WORK TO BE COMPLETED → Output the data lines below as a Markdown table with the columns "Row" and "Line," numbering each nonblank line in order and leaving out blank lines.
---- INFORMATION SHOWN
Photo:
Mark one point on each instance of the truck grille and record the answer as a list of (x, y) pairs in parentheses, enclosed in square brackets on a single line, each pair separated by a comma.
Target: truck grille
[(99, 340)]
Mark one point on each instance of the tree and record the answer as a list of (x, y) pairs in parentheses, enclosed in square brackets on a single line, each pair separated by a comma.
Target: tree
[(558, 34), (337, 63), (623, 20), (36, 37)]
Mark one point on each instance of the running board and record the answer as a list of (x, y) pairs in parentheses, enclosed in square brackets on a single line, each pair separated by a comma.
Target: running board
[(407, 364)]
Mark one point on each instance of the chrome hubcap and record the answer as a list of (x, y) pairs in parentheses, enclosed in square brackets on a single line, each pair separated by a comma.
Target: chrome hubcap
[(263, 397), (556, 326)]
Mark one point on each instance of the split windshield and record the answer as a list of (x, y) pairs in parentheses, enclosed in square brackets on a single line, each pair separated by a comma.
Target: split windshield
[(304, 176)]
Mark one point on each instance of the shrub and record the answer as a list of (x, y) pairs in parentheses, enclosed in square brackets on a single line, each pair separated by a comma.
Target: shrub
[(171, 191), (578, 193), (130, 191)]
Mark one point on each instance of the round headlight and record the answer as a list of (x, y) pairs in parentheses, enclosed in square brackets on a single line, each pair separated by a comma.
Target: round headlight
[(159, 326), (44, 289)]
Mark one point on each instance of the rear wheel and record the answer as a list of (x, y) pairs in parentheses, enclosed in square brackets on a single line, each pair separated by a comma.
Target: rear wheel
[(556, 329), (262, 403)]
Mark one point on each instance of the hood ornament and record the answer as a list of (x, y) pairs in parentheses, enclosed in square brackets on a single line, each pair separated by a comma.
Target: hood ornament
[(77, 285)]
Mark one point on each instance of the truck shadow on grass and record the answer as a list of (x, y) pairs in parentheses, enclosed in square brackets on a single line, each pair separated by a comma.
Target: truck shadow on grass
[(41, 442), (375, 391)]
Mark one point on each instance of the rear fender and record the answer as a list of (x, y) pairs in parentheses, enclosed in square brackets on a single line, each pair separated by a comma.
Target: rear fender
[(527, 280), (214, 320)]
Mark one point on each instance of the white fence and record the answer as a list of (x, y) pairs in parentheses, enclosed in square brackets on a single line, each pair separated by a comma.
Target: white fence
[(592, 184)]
--------
TASK RESPONSE →
| Row | Line |
|---|---|
| 1 | Photo: |
| 2 | Mark one point on each instance of the truck grille and record the answer as a list of (x, y) pairs in parentheses, enclosed in square brackets on a single line, each pair separated by a comma. |
| 3 | Target: truck grille |
| 4 | [(99, 340)] |
| 5 | Mark one point on each instance of the tree and record the answer as a list of (x, y) pairs in parentheses, enclosed in square brackets on a single line, each pair separated by a comma. |
| 6 | Target: tree |
| 7 | [(558, 34), (337, 63), (623, 20), (36, 37)] |
| 8 | Mark one point on each instance of the running board and record the answer as a list of (x, y) pairs in parentheses, enclosed in square brackets on a single line, each pair separated by a comma. |
| 9 | Target: running board |
| 10 | [(407, 364)] |
| 11 | Mark one point on each instance of the chrome hubcap and record the answer as a list of (x, y) pairs in parentheses, enclosed in square brackets on a single line, each pair separated by a comma. |
| 12 | Target: chrome hubcap |
| 13 | [(263, 397), (556, 326)] |
| 14 | Mark one point on each instance of the split windshield and record the answer as a list of (x, y) pairs in parentheses, enclosed in square brackets on a single line, each pair separated by a comma. |
| 15 | Target: split windshield |
| 16 | [(304, 176)] |
| 17 | Mark one point on each instance of the shrub and record the answer as a list of (x, y) pairs in parentheses, enclosed in square brackets on a single line, each pair separated by a comma. |
| 18 | Target: shrub |
| 19 | [(171, 191), (578, 193), (130, 191)] |
| 20 | Mark one point on each instance of the round headlight and record the answer as a list of (x, y) pairs in parentheses, enclosed in square brackets on a single line, each pair separated by a comma. |
| 21 | Target: round headlight |
| 22 | [(159, 326), (44, 289)] |
| 23 | Mark one point on each instance of the rear wheel and record the answer as a list of (x, y) pairs in parentheses, enclosed in square brackets on a single line, each pair separated by a comma. |
| 24 | Target: rear wheel |
| 25 | [(556, 329), (262, 403)] |
| 26 | Mark one point on each instance of the hood ornament and record the answer as a list of (x, y) pairs in parentheses, enclosed in square brackets on a single line, each pair separated by a comma. |
| 27 | Target: hood ornament |
| 28 | [(77, 285)] |
| 29 | Mark one point on each instance of the truck shadow on grass and record the answer as a list of (x, y) pairs in parentheses, enclosed in square brackets on a single line, each pair separated by a comma. |
| 30 | Target: truck shadow on grass |
| 31 | [(41, 442), (375, 391)] |
| 32 | Mark one point on each instance of the rear fender and record the answer as a list of (x, y) pairs in parentheses, enclosed in square brackets on a single line, each pair separated by a comma. |
| 33 | Target: rear fender |
| 34 | [(527, 280), (214, 320)] |
| 35 | Mark one point on each instance of the white fence and record the answer as a list of (x, y) pairs in parentheses, enclosed in square brackets on a single line, each pair separated by a comma. |
| 36 | Target: white fence |
| 37 | [(592, 184)] |